Exercise directions> Rewrite the part of the entries that opens with the line containing "In this exercise you will tag the white window" and closes at the end of the entries, keeping every line, requests included, and shifting each answer coordinate by adding 87 to both of its numbers.
-- START OF Dataset entries --
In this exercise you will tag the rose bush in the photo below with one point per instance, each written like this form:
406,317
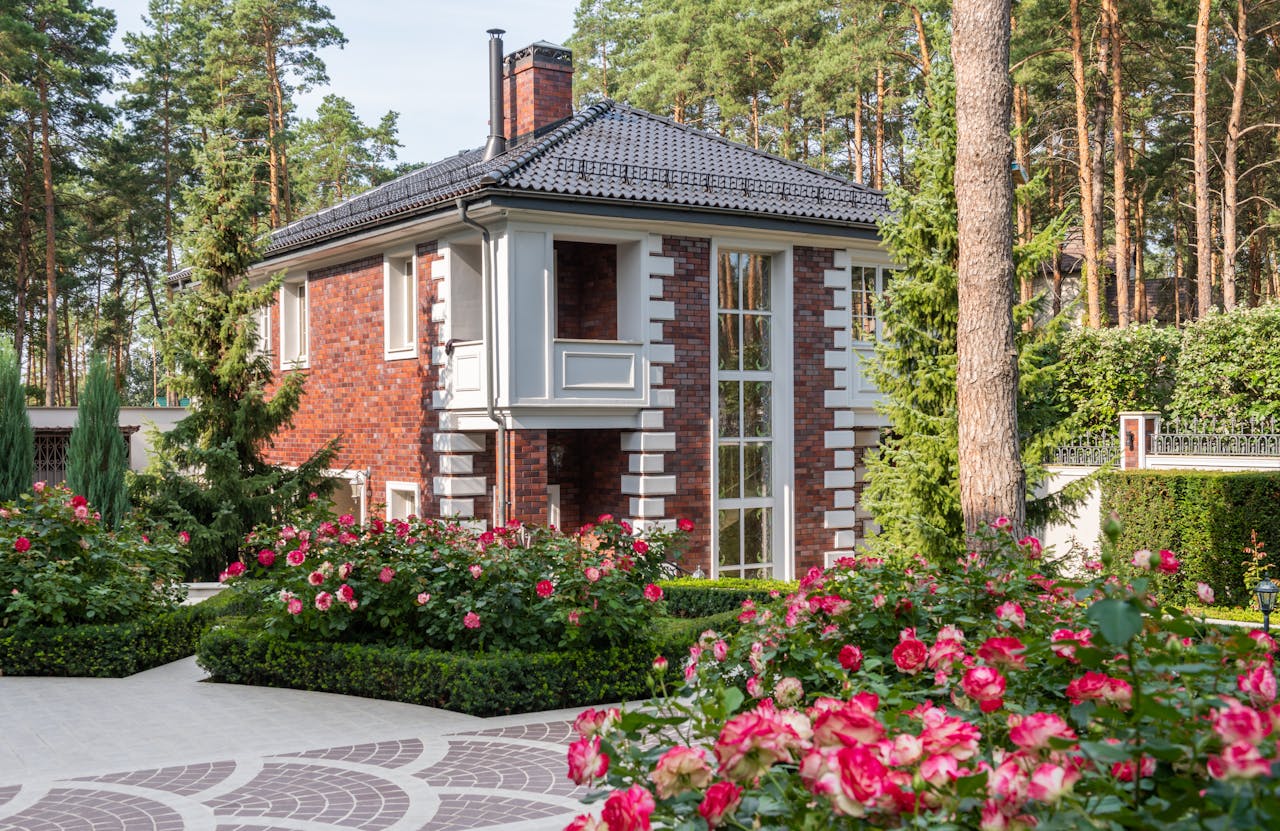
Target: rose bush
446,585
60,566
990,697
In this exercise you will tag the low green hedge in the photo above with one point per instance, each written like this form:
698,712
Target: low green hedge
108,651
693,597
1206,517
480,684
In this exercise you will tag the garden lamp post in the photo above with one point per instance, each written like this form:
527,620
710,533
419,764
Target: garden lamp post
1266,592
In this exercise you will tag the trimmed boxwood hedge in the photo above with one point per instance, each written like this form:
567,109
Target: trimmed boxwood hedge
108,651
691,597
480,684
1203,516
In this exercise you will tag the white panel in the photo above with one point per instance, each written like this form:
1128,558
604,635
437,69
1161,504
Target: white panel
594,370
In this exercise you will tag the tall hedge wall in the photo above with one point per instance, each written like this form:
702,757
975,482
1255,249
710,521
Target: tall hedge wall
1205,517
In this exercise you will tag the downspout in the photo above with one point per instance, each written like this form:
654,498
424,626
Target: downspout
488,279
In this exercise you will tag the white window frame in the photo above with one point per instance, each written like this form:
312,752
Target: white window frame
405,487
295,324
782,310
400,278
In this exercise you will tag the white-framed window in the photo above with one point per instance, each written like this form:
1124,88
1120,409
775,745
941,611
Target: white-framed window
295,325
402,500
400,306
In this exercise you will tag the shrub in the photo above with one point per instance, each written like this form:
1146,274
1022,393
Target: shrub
-- END OF Dataset entries --
Answer to the task>
In this exercise you will tag the white window frame in the photo above with one point per instance, each written like this form:
312,752
Target: white window frame
492,574
382,411
869,397
487,365
In this exercise you will tag the white-framed window in the photo above with one point per instance, each written like this form:
1124,88
1120,409
775,745
941,611
Target: white-framed window
382,412
489,587
487,393
In this exercise you will tag the shrub in the photo above with one point per instance, each written like this form:
1146,274
1022,393
Target: shrub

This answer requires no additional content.